____ Material for this exercise
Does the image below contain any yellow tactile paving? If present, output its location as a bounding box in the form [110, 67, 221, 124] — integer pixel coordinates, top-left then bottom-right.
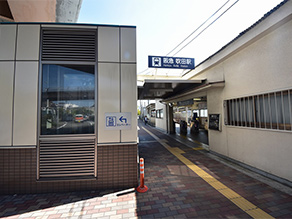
[143, 128, 273, 218]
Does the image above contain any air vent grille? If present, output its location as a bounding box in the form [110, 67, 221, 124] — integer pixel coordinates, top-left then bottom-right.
[41, 28, 96, 62]
[39, 139, 95, 179]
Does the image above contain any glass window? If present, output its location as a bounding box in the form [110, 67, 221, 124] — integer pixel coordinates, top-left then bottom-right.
[225, 90, 292, 131]
[41, 64, 95, 135]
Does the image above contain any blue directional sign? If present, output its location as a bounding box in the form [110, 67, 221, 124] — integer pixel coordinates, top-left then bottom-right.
[148, 56, 195, 69]
[105, 112, 132, 130]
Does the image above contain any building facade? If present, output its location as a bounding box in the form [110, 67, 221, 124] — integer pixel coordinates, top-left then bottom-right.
[0, 23, 137, 194]
[146, 1, 292, 186]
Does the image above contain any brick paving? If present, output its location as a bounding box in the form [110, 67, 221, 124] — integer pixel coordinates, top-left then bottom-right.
[0, 120, 292, 219]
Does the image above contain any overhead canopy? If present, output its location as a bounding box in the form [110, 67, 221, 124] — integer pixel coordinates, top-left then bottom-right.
[138, 79, 204, 100]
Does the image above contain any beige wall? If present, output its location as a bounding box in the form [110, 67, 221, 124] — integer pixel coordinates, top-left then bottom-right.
[0, 25, 40, 146]
[0, 24, 137, 147]
[192, 6, 292, 181]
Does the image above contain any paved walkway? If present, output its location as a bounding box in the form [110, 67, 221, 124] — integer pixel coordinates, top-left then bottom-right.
[0, 120, 292, 219]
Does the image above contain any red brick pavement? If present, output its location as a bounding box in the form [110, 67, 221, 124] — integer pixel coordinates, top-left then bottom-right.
[0, 120, 292, 219]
________
#### Instructions to follow
Output every line above word for word, from the first to the last, but leave out the picture.

#### Task response
Does the image below contain any yellow tactile paving? If present, output its location as a bounding box in the form [110, 67, 221, 124] — integer pixel coordinates, top-left then bottom-right.
[143, 128, 273, 218]
Does the image above contain any air vent grille? If present, output its location as a bounding box in the form [110, 67, 221, 124] — integer pixel coordinates, top-left then bottom-right.
[41, 28, 96, 62]
[39, 139, 95, 179]
Does the image above contain any glass window? If present, output its location as a bounding box in the form [110, 67, 221, 124] — integer pixel coordinates, top-left then bottom-right.
[225, 90, 292, 131]
[41, 64, 95, 135]
Does the image above contain any blue directional sign? If present, output its location as a bounding box in the form [110, 67, 221, 124] — integer pixel coordinates, top-left then bottom-right.
[148, 56, 195, 69]
[105, 112, 132, 130]
Does the image above contain any building facade? If present, output its location as a bounding box in the form [110, 67, 221, 124] — integer pixel coordinates, top-left then bottom-right.
[0, 23, 137, 194]
[146, 1, 292, 186]
Does the image above contain any brick paving? If present, output its location as a bounding box in the form [110, 67, 221, 124] — integer pixel coordinates, top-left then bottom-right.
[0, 120, 292, 219]
Does the image above contain any overhead canopy? If present, output its location as a bounding box in the form [110, 67, 221, 124] — integer pixel coordinates, top-left then bottom-right.
[138, 79, 204, 100]
Does the image above contain any beige wall? If present, output its location as a bounding box in the form [110, 67, 221, 124] — integer pixel coordinates, top-left then bottom-right.
[0, 25, 40, 146]
[0, 24, 137, 147]
[192, 6, 292, 181]
Does the image above contain any paved walkway? If present, output its location as a bounding box in the form [110, 67, 221, 124] — integer pixel coordinates, top-left then bottom-right.
[0, 120, 292, 219]
Does the image above contain any red brick pavement? If present, output its location as a bounding box in the form [110, 67, 221, 124] — integer pixel coordinates, top-left then bottom-right.
[0, 120, 292, 219]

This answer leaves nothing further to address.